▶ _TASK TO COMPLETE_:
Exact reproduction required: the lines below from the line with "Target: wall skirting" to the line with "like [[439, 46]].", both ends included, and no others.

Collected data:
-- Opening Marker --

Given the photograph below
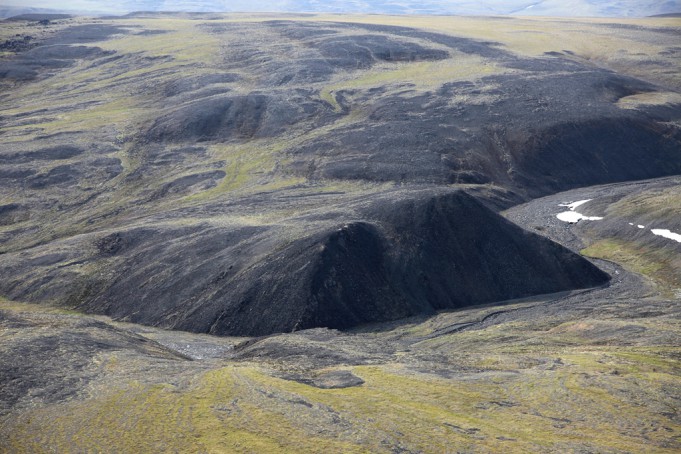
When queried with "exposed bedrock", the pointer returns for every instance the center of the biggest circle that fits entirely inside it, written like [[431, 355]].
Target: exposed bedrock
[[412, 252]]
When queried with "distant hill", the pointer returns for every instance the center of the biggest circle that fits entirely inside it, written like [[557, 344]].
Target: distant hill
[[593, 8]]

-- Closing Marker --
-- Opening Marker --

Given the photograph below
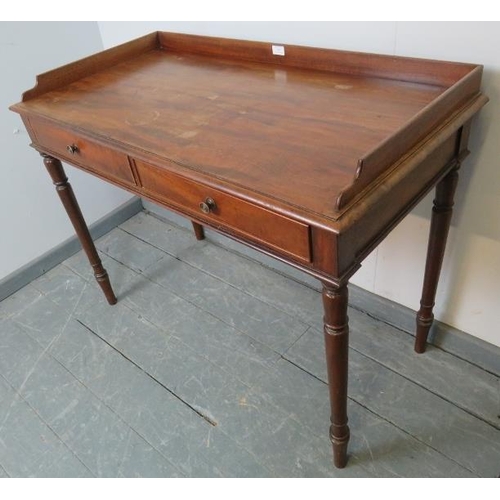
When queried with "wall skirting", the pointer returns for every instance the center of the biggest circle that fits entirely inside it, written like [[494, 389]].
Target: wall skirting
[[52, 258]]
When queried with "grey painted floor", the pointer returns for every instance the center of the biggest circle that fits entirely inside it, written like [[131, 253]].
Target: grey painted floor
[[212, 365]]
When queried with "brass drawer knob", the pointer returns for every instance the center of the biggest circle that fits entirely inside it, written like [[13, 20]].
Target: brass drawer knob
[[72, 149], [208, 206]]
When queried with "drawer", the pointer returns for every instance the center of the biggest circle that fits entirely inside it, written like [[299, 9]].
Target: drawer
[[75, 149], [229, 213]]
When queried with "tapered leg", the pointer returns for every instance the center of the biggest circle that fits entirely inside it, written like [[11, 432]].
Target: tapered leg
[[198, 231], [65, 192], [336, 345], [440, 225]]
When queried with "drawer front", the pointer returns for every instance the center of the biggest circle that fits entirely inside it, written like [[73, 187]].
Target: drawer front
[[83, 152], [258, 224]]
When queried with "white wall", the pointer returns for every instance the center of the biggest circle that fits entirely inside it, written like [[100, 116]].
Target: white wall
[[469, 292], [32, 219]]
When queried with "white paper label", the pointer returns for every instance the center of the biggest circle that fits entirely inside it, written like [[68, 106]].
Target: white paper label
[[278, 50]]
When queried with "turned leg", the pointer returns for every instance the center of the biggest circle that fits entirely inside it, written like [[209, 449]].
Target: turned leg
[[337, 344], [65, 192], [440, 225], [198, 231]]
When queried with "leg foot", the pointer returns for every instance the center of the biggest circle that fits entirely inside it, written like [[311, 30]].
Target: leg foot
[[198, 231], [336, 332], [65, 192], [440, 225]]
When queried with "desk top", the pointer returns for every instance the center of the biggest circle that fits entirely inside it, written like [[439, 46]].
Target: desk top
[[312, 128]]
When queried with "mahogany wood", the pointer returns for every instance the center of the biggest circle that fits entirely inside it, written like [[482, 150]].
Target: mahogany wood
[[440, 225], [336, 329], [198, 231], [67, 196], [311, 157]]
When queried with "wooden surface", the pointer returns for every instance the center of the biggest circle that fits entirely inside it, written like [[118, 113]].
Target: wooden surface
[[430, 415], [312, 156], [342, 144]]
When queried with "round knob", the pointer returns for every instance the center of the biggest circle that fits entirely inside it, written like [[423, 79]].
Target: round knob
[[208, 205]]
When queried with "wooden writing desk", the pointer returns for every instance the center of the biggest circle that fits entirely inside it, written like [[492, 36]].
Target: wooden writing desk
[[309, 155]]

-- Closing Marker --

▶ _EXERCISE RESPONSE_:
Target: wall skirting
[[52, 258]]
When queried with "grey painted floor", the pointer returns for every instance the center of the biggest circle that fits entirely inside it, written like [[131, 253]].
Target: grey painted floor
[[212, 365]]
When queried with "brass drawer knob", the pointer returns for every instance the center of the biggest circle that fits entirely inside it, written like [[13, 20]].
Target: brass drawer knob
[[72, 149], [208, 206]]
When queried with "drawer", the pointer returns for every instance the center of the biggest circle that fits entirely inside it, written like [[299, 9]].
Target: drawer
[[75, 149], [229, 213]]
When queried with "tapered leg", the pointer returns for every instance the center of the biggest circle that fits entirely inside it, written like [[11, 432]].
Target: tapered leg
[[198, 231], [65, 192], [336, 345], [440, 225]]
When queried with "drawer front", the pointer returns for every instance the center of the biggest circle that fits entirely inside it, written like [[73, 187]].
Target: drawer front
[[83, 152], [258, 224]]
When queried with "white wall", the pointer returns for every instance the center of the biggest circle that fits entirely inside it, written like [[100, 116]].
Target: white wall
[[469, 292], [32, 219]]
When queried with "white paper label", the pointer returns for every instance the center of the biggest circle that fits entirely inside it, written like [[68, 106]].
Target: white paper label
[[278, 50]]
When queried with "turned leg", the pointer returns for every instance the center of the biggest circle that fits entirely inside it, written like [[209, 449]].
Target: turned leg
[[337, 344], [65, 192], [440, 225], [198, 231]]
When queried with "leg foot", the pointer returns for every instance the center of the biggest circle that fits entirely inside it, written like [[311, 30]].
Target: leg foot
[[198, 231], [336, 332], [65, 192], [440, 225]]
When queried with "desk top", the pointer returns for every instance the center of the biggest circle that fits entirely inside it, written like [[439, 46]].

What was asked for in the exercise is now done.